Reading passage:

◇ ◇ ◇ ◇ ◇ ◇ ◇

Childhood in the Past is the bi-annual journal produced by the Society. It provides an important forum for the publication of papers that deal with all aspects of children and childhood in the past.
The focus of the journal is children, childhood and all aspects of the representation of children in the past, and a great variety of source materials; historical, archaeological, anthropological, literary, etc, are used. The Journal fills an important gap in recognising that the study of childhood in the past is a cross-disciplinary venture, requiring communication of ideas across normal academic and chronological boundaries.
Papers from all disciplines relating to the study of childhood in the past – archaeological, anthropological, medical, historical, psychological etc, are included in the Journal.
Should you wish to submit an article to the journal, please contact the journal Editor.
Annual SSCIP membership includes paper copies of new volumes of Childhood in the Past and access to the back catalogue online.
The Journal is peer reviewed and available at: https://www.tandfonline.com/loi/ycip20
Book Reviews Editor
The Society periodically supports the publication of Monographs by SSCIP members. Previous volumes have encompassed single-authored or edited volumes in any discipline related to childhood in the past.
Should you wish to submit a book proposal for the Monograph series, please contact the Monograph series, General Editor
Ages and Abilities: The Stages of Childhood and their Social Recognition in Prehistoric Europe and Beyond
by Katharina Rebay-Salisbury and Doris Pany-Kucera
Available now in print and open access from Archaeopress!

◇ ◇ ◇ ◇ ◇ ◇ ◇

Supplied information:

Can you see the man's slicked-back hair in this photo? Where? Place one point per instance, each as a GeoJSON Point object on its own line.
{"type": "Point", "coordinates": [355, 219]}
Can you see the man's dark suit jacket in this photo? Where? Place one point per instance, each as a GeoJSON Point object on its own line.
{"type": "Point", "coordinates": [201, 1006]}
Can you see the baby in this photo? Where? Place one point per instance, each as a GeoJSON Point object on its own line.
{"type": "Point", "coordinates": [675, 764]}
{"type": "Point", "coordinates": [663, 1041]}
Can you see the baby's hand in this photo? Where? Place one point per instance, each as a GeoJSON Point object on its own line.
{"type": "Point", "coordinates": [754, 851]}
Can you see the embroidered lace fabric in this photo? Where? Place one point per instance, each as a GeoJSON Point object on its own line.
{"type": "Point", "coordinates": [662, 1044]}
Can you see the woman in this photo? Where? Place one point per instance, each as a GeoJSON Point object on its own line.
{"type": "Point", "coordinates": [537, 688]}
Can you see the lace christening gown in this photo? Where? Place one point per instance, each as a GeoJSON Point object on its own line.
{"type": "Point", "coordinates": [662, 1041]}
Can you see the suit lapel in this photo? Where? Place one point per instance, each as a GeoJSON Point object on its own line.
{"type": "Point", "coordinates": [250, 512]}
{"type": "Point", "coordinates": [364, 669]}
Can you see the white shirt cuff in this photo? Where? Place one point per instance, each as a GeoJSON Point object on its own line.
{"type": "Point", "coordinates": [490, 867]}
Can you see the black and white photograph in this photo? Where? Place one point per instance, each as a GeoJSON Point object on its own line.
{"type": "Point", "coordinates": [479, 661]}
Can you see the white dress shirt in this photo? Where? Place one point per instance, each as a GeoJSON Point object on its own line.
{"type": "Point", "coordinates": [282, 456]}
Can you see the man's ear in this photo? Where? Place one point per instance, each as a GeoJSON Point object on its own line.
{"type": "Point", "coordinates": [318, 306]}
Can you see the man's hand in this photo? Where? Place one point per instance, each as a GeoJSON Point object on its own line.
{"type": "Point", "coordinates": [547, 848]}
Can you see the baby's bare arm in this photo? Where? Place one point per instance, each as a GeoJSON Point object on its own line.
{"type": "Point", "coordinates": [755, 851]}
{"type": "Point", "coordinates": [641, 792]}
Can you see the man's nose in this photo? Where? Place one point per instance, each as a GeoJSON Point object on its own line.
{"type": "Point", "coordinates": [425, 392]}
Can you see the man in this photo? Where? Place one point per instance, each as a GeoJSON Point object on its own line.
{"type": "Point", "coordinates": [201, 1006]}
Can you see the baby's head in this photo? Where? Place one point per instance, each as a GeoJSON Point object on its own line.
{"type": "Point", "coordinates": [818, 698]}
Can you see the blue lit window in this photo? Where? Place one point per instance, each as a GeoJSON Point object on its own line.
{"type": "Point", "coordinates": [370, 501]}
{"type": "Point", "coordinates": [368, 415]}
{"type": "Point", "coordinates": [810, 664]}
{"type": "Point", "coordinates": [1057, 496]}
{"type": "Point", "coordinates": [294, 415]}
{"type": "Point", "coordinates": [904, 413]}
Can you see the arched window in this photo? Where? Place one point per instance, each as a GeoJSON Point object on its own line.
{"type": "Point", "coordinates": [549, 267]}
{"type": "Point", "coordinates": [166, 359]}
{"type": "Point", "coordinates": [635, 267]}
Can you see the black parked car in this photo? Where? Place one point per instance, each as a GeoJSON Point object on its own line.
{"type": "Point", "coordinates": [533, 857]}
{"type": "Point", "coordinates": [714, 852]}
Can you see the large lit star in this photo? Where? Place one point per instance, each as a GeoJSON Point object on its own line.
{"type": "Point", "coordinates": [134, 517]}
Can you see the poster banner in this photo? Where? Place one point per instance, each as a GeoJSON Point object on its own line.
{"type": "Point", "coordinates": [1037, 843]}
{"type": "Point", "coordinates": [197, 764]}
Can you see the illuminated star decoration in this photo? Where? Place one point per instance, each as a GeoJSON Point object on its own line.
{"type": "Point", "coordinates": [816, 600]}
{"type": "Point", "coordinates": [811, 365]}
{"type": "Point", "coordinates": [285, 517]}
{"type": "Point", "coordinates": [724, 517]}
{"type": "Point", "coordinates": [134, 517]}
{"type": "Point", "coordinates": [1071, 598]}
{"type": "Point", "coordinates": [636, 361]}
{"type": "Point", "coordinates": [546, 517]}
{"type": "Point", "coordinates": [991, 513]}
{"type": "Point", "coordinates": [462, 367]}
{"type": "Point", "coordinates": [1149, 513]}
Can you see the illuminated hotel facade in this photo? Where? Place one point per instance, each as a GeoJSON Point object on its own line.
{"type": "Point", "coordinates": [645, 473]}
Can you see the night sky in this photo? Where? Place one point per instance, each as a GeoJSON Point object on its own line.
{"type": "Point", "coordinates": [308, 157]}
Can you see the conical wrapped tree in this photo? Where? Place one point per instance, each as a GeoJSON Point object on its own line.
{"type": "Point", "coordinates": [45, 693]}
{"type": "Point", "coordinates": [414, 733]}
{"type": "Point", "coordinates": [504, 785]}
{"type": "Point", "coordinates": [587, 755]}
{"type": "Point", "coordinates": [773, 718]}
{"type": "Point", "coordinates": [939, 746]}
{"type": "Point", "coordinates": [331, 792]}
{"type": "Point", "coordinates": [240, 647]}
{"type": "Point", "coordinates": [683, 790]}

◇ ◇ ◇ ◇ ◇ ◇ ◇

Activity list:
[A] On the page about the Childhood in the Past journal, what does annual SSCIP membership include?
[B] Carry on the page about the Childhood in the Past journal from its last line.
The material has nothing to do with the page about the Childhood in the Past journal.

Answer set:
[A] Paper copies of new volumes of Childhood in the Past and access to the back catalogue online.

[B]
The ninth volume in the SSCIP monograph series, Ages and Abilities explores social responses to childhood stages from the late Neolithic to Classical Antiquity in Central Europe and the Mediterranean and includes cross-cultural comparison to expand the theoretical and methodological framework. By comparing osteological and archaeological evidence, as well as integrating images and texts, authors consider whether childhood age classes are archaeologically recognizable, at which approximated ages transitions took place, whether they are gradual or abrupt and different for girls and boys. Age transitions may be marked by celebrations and rituals; cultural accentuation of developmental stages may be reflected by inclusion or exclusion at cemeteries, by objects associated with childhood such as feeding vessels and toys, and gradual access to adult material culture. Access to tools, weapons and status symbols, as well as children’s agency, rank and social status, are recurrent themes. The volume accounts for the variability in how a range of chronologically and geographically diverse communities perceived children and childhood, and at the same time, discloses universal trends in child development in the (pre-)historic past.